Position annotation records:
........

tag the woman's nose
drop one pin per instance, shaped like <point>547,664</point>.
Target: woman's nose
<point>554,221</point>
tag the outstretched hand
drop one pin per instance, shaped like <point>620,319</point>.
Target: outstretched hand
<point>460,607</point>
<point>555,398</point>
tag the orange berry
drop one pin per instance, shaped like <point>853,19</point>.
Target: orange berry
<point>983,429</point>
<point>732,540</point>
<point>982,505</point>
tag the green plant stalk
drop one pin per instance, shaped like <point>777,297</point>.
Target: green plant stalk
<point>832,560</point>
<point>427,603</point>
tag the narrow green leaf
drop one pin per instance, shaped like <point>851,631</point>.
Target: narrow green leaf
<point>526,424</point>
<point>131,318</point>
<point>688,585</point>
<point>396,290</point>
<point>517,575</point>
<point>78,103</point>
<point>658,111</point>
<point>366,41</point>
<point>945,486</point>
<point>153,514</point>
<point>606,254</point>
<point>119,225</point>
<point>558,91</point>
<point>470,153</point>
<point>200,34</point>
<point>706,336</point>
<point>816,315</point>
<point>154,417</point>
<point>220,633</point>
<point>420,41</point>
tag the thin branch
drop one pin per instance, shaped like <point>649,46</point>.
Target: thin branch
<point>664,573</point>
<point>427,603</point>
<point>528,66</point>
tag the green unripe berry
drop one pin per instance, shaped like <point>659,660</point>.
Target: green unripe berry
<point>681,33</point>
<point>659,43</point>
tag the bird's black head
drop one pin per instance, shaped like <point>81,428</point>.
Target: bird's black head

........

In the records above, return only the line that contains "tag the thin branch" and every line after it through the last, exactly as they appear.

tag the thin branch
drop one pin per instance, shaped like <point>649,46</point>.
Target: thin branch
<point>664,573</point>
<point>427,603</point>
<point>528,66</point>
tag the green unripe berry
drop one pin per instance, shaped like <point>659,660</point>.
Target: green unripe berry
<point>681,33</point>
<point>659,43</point>
tag the bird's black head
drop one pin per instance, shaped like <point>81,428</point>.
Target: bird's black head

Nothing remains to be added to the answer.